● **Exercise details**
Continue the news report on Professor Ze'ev Sternhell's release from the hospital after the pipe bomb attack, starting after its last sentence.

● **Selected excerpt**
Professor Ze'ev Sternhell, who was wounded
after unknown persons detonated a pipe bomb at his front door on Thursday, was released from the hospital on Friday afternoon. He was confirmed to be in good condition.
"I did not feel I was being followed or that my house was being watched, and I did not feel any unusual movement," he told reporters in his backyard.
Strenhell said he does not blame the settlers, who he claims do not like him. He noted, however, that he is aware of the fact he is a "red rag to settlements."
For dozens of years I have been claiming that the settlements are a historical disaster, he said, and they may make the State binational, and "this would be the end of the State of Israel."
According to the professor, he did not receive any threat calls. "My wife got two such phone calls several months ago, but there have been no threats against me in recent years. A few years ago there were some threats following an article I wrote. At the time the police briefed me on the matter, but I just laughed it off."
Not interested in security. Prof. Sternhell in his backyard (Photo: Gil Yohanan)
As for the timing of the incident, Sternhell said, "I don't know why what happened, happened now. I never ceased to write and voice my views on the media."
Asked about the lessons he has drawn from the attack and the need to take precaution, the professor replied, "From the moment I returned home, my life is back on track, as it was until now. There will no change whatsoever. I'll continue locking the doors, not because what happened but due to the multiple burglaries in the area, and I'll continue to preach and voice my views as I have done till now."
Prof. Sternhell said he didn’t know who carried out the attack, saying it could be a lone lunatic or a new or old organization.
"One thing is clear: (former Prime Minister Yitzhak) Rabin's murder was much more severe than what happened to me. But we have reached a reality in which it is okay to use violence against those who don't share the other side's opinions."

● **Source information**
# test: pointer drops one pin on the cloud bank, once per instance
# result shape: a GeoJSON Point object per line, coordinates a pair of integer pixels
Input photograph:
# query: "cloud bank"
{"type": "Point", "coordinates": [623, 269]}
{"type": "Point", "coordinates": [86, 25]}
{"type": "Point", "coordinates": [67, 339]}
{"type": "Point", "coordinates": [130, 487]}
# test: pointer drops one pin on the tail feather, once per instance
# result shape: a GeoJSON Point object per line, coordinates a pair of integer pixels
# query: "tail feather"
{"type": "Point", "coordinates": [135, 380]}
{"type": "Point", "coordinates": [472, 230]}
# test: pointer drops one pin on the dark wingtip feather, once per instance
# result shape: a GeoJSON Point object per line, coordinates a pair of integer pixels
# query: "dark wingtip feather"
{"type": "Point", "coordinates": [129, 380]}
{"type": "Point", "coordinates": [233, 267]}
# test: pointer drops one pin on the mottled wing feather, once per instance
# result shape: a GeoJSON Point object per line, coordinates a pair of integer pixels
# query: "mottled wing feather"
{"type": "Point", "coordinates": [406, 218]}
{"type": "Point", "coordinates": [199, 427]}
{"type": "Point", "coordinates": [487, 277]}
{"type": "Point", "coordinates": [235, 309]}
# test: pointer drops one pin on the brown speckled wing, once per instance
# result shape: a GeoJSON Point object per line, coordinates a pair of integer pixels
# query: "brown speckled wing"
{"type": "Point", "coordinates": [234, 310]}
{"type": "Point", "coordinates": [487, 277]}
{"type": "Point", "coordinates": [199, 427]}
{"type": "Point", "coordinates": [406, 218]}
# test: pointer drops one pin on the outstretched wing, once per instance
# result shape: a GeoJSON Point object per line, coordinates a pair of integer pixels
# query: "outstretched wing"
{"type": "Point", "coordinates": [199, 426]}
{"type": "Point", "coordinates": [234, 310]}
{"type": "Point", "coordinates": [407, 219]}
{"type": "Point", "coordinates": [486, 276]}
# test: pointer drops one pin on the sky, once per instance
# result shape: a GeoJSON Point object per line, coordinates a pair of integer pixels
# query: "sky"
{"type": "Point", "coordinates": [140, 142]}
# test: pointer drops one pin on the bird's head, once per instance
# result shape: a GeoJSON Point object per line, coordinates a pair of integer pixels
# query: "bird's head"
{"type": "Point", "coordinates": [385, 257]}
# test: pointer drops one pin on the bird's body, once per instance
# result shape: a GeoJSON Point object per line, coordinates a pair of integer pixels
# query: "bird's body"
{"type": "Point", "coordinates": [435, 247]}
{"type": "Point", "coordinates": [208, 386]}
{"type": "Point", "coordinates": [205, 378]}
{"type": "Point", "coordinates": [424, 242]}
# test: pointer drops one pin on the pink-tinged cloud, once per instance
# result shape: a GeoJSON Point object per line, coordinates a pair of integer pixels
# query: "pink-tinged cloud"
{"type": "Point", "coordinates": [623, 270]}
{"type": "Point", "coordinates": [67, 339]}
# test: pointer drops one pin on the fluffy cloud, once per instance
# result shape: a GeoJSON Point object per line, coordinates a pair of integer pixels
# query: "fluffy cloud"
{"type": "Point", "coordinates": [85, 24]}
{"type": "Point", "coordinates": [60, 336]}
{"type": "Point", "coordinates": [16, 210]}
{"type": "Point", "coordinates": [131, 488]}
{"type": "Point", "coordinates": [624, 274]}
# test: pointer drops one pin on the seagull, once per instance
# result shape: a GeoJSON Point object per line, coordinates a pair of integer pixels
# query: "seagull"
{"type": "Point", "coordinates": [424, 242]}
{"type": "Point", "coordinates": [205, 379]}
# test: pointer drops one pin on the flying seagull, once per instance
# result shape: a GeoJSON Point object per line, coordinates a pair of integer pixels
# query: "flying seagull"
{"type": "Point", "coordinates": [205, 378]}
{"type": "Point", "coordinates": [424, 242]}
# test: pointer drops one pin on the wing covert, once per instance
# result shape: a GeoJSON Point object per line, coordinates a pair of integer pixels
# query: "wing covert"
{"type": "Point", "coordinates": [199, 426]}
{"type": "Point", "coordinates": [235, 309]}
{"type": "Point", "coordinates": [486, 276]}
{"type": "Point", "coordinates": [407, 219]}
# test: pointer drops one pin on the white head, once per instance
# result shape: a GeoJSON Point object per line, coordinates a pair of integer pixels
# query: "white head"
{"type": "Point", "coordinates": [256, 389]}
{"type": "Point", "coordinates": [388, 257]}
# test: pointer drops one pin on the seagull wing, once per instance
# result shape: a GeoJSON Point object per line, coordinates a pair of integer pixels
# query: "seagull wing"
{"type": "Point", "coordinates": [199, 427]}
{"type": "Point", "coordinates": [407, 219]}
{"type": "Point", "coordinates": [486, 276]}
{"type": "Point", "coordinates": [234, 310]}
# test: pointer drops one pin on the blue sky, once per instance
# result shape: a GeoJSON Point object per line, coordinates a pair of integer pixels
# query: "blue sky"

● **Answer below**
He added that he had felt people did learn a lesson following the Rabin murder, but that reality had apparently proved him wrong.
"Things are getting worse, particularly because of the violence in the territories directed against Palestinians. This cannot be separated from the violence directed at Jews who support them."
Following the attack on Sternhell, police assigned Peace Now Secretary-General Yariv Oppenheimer with security detail. Asked whether he also sought security on his home, the professor said Friday, "I am not interested in close-quarters protection, because if a simple citizen cannot voice his opinions, we are nearing the end of democracy.
"I regret the fact that (former Supreme Court President) Aharon Barak was assigned with a security guard. A judge should not be walking around with a bodyguard. This is a disgrace and means that we can no longer protect the democratic order."
Sternhell's wife, Ziva, said that the couple's life routine would not change. "We're not afraid," she noted. "Even in the night, after the explosion, we went back to sleep there. We're feeling okay, he is in good condition, but this entire affair is extremely serious."
The police and Shin Bet are continuing their investigation into the incident, primarily focusing on the suspicion that the perpetrators are extremist right-wing activists seeking to harm the Israel Prize recipient because of his political stance.
Meanwhile on Friday, French FM Bernard Kouchner condemned the targeting of Sternhell. "The assault on Professor Sternhell is an assault on values of peace and brotherhood that served as an inspiration to Israel's founding fathers," said Kouchner.
"France condemns this attack on a prominent member of the Peace Now movement, which has dedicated itself to an ideological struggle against violence and hatred. I want to express my deep solidarity with him and wish him a full and speedy recovery."
Throughout his academic career Sternhell has worked extensively in France. He was a research fellow and a visiting professor at the Paris Institute of Political Studies.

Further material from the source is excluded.